Stored data entries

>>>

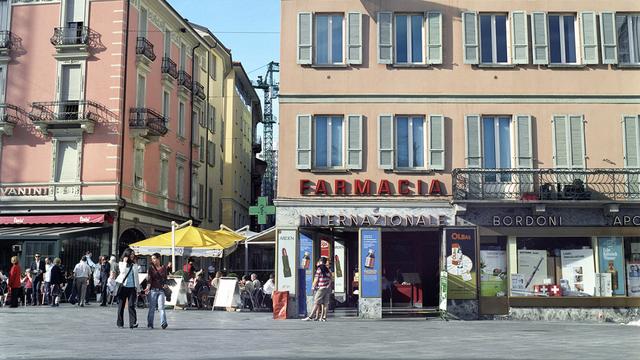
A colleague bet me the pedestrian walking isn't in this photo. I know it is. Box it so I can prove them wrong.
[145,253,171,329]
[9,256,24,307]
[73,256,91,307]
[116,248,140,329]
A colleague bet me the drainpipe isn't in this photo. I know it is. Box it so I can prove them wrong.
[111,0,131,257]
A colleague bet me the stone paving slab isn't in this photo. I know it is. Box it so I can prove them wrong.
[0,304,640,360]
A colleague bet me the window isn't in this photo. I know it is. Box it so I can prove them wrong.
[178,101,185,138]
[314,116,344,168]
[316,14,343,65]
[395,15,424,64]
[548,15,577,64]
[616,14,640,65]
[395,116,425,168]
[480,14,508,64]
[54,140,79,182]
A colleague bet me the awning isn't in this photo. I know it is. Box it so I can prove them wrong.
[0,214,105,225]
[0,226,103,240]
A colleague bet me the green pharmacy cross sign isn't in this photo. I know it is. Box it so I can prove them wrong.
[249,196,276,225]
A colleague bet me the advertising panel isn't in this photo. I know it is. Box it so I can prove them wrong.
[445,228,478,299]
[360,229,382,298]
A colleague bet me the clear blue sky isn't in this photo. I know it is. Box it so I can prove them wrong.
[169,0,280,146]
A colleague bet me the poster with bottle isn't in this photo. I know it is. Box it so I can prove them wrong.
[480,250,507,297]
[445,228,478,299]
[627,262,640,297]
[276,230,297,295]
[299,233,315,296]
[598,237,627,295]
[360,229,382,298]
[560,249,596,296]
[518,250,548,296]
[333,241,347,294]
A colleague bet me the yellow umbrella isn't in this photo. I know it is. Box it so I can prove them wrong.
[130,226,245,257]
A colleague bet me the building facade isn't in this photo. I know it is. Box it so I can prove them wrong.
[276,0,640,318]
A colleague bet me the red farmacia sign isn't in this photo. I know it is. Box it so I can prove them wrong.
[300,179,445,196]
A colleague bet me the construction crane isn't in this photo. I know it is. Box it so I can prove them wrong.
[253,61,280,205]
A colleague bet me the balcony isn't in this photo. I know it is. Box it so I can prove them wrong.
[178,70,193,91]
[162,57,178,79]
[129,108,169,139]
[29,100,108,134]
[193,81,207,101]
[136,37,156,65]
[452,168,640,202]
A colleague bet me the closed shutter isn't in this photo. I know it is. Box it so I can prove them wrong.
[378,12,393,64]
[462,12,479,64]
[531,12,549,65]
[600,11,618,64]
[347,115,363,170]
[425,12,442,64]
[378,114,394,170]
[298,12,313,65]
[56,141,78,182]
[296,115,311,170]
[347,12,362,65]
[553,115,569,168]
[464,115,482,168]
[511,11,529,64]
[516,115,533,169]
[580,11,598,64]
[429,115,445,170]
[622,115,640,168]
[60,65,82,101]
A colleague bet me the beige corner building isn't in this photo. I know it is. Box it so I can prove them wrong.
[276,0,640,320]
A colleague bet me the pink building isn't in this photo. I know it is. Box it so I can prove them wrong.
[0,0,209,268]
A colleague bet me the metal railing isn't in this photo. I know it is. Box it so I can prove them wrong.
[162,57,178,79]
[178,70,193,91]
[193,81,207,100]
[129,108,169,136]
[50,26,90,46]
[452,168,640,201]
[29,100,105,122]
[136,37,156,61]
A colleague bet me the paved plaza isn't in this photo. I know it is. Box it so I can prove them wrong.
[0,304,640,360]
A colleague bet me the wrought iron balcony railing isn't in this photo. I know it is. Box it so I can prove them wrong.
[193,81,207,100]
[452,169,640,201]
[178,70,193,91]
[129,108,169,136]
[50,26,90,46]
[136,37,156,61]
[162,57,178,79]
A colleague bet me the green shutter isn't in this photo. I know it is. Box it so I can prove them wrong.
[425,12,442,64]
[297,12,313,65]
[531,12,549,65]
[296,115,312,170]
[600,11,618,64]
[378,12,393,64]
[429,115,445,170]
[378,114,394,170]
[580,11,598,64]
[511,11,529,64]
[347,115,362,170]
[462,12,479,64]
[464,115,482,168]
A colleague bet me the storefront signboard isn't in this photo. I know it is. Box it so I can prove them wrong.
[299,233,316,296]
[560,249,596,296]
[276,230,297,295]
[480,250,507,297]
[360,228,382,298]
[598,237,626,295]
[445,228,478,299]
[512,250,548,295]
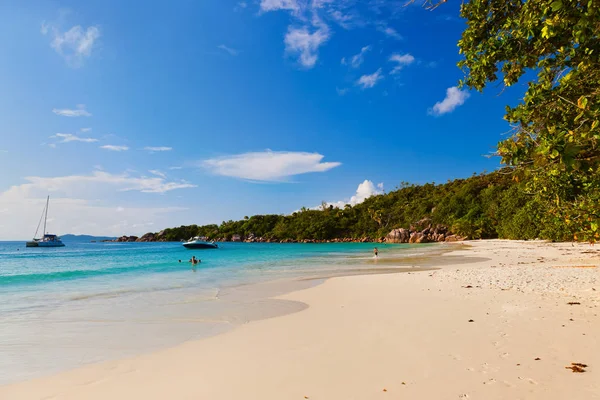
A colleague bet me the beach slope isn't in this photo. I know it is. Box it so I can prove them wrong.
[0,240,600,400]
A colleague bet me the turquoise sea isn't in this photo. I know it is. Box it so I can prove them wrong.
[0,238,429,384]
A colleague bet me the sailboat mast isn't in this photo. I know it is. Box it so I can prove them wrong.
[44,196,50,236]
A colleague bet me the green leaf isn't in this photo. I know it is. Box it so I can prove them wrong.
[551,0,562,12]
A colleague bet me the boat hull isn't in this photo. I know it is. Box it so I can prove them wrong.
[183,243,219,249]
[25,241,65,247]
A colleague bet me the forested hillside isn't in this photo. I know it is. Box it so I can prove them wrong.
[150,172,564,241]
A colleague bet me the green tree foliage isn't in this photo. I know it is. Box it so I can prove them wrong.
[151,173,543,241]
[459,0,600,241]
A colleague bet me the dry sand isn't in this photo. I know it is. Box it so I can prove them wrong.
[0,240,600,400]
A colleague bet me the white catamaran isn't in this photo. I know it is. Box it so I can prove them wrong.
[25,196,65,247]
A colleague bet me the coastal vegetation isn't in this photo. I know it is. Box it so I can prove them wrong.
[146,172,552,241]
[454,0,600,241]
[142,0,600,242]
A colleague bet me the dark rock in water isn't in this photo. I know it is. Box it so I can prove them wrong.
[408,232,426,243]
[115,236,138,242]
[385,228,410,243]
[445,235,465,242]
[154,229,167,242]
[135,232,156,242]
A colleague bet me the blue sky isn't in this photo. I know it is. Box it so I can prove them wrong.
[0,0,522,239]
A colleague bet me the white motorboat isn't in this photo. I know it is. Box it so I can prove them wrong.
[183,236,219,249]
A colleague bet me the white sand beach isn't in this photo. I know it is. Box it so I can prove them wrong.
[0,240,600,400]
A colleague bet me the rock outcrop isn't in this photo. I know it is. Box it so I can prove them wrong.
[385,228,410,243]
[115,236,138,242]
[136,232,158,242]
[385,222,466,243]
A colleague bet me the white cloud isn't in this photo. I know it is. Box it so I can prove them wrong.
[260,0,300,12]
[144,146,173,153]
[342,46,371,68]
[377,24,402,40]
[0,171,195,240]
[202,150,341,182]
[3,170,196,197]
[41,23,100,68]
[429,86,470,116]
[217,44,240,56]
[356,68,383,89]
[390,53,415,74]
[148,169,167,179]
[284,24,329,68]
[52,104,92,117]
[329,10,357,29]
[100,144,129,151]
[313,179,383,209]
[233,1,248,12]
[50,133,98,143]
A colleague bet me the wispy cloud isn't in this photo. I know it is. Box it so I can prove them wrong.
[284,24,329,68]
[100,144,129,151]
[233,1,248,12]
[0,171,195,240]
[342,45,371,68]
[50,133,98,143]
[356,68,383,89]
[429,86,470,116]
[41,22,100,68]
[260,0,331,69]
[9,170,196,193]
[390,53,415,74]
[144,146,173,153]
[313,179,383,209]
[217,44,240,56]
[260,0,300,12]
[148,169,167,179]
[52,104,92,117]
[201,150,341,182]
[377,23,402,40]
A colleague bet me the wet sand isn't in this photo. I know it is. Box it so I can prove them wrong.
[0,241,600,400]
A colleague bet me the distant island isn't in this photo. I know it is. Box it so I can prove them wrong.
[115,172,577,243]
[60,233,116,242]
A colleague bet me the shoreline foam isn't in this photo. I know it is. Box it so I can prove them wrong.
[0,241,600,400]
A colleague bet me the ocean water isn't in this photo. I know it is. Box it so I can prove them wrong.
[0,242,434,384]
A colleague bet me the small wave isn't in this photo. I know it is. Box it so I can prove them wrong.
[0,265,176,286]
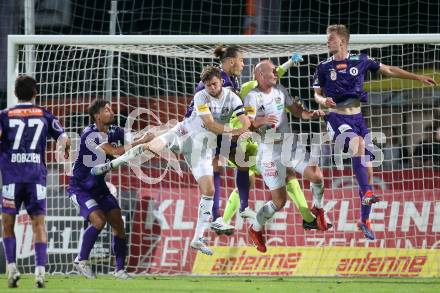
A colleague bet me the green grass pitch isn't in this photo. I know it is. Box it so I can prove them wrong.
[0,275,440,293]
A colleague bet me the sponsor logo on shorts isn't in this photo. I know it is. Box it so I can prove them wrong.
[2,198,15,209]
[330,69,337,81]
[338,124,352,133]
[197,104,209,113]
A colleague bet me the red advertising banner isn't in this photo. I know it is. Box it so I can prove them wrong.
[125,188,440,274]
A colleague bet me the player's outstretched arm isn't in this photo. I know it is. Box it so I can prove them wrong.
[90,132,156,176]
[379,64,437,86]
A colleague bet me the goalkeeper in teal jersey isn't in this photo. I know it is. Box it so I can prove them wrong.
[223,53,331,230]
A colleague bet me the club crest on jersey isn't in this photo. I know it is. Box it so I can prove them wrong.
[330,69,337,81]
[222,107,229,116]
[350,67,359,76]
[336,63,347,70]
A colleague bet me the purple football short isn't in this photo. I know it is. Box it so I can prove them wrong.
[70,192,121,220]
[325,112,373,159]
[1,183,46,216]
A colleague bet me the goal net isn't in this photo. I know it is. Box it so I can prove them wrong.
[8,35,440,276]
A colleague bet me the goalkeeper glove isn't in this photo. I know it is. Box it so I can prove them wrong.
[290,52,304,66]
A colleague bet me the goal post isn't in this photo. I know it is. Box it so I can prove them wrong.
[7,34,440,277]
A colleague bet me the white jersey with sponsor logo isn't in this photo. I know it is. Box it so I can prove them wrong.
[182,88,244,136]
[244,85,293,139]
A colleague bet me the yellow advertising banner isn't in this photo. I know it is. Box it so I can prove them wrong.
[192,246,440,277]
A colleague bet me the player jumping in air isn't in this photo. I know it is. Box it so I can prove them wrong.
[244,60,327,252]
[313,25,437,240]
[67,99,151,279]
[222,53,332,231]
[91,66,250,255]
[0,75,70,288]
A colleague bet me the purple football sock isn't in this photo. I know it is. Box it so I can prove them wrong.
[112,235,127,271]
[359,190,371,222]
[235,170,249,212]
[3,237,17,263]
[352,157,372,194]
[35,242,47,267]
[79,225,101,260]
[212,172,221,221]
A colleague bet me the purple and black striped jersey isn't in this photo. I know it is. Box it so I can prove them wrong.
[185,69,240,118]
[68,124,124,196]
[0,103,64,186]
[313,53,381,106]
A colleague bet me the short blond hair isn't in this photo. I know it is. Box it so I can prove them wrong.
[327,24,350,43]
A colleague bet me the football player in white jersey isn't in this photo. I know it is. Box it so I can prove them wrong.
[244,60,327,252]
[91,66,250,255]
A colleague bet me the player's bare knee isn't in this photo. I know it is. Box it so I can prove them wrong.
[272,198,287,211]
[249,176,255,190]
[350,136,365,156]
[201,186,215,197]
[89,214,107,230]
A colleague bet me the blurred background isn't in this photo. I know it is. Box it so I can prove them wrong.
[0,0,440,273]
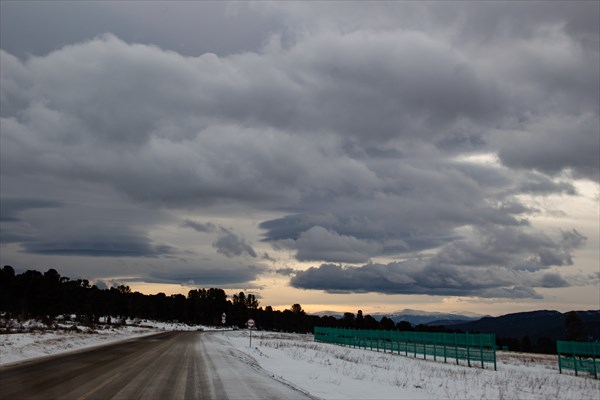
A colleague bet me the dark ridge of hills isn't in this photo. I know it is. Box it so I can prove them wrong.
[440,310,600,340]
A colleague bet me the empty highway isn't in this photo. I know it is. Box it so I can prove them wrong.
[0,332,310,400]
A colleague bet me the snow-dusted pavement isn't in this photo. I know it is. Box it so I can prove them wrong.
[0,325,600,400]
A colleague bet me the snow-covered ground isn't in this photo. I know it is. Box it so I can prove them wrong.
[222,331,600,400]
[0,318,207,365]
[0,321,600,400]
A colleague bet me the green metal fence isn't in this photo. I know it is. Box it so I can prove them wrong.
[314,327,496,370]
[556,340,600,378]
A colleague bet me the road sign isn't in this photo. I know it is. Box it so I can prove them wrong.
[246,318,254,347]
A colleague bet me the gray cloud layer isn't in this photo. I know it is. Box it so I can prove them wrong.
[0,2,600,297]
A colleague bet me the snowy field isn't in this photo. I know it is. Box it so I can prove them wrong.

<<<

_PROBLEM STATEMENT_
Copy the data starting with the line that contains "A colleague bet me the sponsor" and going on through the line that contains "[379,64,437,86]", substituting "raised arm" for "outstretched arm" and leaving everything else unchanged.

_EXPECTED OUTPUT_
A colleague bet me the sponsor logo on shorts isn't in this photo. I know it is. Box it so I can prove them wrong.
[2,198,15,209]
[330,69,337,81]
[338,124,352,133]
[197,104,209,113]
A colleague bet me the red advertising banner isn't in this photo. I know it is. Box it so I can prove them wrong.
[125,188,440,274]
A colleague bet me the player's raised arm isn't in this photo. I know it is. Box it so I can prove them wrong.
[90,132,156,176]
[379,64,437,86]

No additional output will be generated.